Updated Death and Injury Rates of U.S. Military Personnel During the Conflicts in Iraq and Afghanistan: Working Paper 2014-08
Working Paper
More than 5,000 U.S. military personnel have died in Iraq and Afghanistan, and another 50,000 were wounded in action. A larger proportion of wounded personnel survived their wounds than was the case during the Vietnam War.
In Operation Iraqi Freedom, which ended on August 31, 2010, some 3,482 hostile deaths occurred among U.S. military personnel and 31,947 people were wounded in action (WIA). More than 1,800 hostile deaths occurred during Operation Enduring Freedom (in Afghanistan and surrounding countries) through November 2014; about 20,000 more people were wounded in action.
In the Iraq conflict, a larger proportion of wounded personnel survived their wounds than was the case during the Vietnam War, but the increased survival rates are not as high as some studies have asserted. Prior to the surge in troop levels that began in early 2007, the survival rate was 90.4 percent in Iraq—compared with 86.5 percent in Vietnam.
Amputation rates are difficult to measure consistently, but I estimate that 2.6 percent of all WIA and 9.0 percent of medically-evacuated WIA from the Iraq and Afghanistan theaters combined resulted in the major loss of a limb.
An elevated non-hostile death rate (including deaths from accidents, illnesses, or suicides) in Iraq before the surge resulted in about 220 more deaths during the first four years of that conflict (March 2003−March 2007) than would have been expected in peacetime among a population the size of the one that deployed to Iraq. Relative to such a peacetime benchmark, I find essentially no additional non-hostile deaths in Iraq after March 2007. For the conflict in Afghanistan, I estimate about 200 additional non-hostile deaths relative to a comparable benchmark through December 2013.

Listed entries

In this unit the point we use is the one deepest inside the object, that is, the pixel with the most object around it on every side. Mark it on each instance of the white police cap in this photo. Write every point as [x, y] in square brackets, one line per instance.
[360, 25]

--

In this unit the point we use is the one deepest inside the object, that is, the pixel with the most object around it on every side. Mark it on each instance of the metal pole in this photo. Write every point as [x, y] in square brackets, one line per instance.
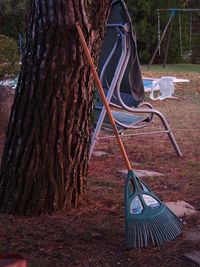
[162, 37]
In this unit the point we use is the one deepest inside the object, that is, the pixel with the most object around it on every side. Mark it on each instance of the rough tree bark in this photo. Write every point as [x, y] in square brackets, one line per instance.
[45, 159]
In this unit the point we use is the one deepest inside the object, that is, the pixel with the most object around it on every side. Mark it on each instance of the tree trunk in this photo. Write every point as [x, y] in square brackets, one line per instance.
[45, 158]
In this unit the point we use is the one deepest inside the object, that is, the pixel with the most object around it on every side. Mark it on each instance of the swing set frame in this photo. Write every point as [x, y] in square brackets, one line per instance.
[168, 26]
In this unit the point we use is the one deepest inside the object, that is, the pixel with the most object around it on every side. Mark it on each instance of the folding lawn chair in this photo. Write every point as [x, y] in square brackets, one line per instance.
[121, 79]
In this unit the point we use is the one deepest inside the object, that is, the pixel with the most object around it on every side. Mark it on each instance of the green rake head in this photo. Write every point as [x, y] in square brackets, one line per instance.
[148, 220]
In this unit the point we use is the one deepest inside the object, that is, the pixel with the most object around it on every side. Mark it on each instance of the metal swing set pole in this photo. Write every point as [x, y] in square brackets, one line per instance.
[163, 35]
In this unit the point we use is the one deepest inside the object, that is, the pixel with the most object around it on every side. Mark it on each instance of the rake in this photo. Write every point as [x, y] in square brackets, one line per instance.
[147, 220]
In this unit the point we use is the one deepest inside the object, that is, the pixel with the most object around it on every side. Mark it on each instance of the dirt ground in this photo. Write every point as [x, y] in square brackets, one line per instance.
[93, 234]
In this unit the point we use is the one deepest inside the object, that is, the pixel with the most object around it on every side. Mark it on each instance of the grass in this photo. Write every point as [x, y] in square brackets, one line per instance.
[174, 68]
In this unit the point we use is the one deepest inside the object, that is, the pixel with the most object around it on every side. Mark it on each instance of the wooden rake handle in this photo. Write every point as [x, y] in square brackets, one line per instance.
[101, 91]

Your objective
Using the working paper on U.S. military death and injury rates, answer yes or no for each statement and quote the words in the paper that decide it. (a) Operation Iraqi Freedom ended on August 31, 2010. (b) Before the 2007 troop surge, a smaller share of the wounded survived in Iraq than in Vietnam. (c) The paper finds a large number of extra non-hostile deaths in Iraq after March 2007. Work only from the text itself.

Expected answer
(a) Yes: "In Operation Iraqi Freedom, which ended on August 31, 2010"
(b) No: "the survival rate was 90.4 percent in Iraq—compared with 86.5 percent in Vietnam"
(c) No: "I find essentially no additional non-hostile deaths in Iraq after March 2007"